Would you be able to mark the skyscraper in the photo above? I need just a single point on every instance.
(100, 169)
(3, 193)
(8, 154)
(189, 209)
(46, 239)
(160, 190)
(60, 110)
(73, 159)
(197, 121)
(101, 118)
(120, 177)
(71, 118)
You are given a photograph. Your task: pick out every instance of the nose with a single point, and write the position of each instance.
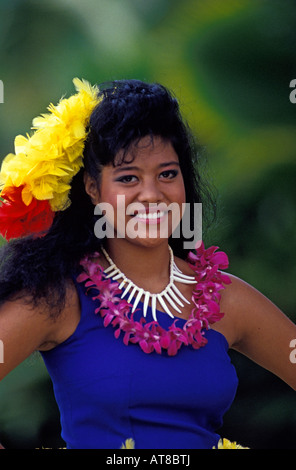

DESCRIZIONE ESERCIZIO: Trasforma tutti i dati qui sopra in un elenco numerato, omettendo le righe vuote e le immagini.

RISPOSTA ATTESA:
1. Would you be able to mark the skyscraper in the photo above? I need just a single point on every instance.
2. (100, 169)
3. (3, 193)
4. (8, 154)
5. (189, 209)
6. (46, 239)
7. (160, 190)
8. (60, 110)
9. (73, 159)
10. (197, 121)
11. (101, 118)
12. (120, 177)
13. (71, 118)
14. You are given a photograph. Your task: pick out every instance of the nose with a single point, and write the position of each instance.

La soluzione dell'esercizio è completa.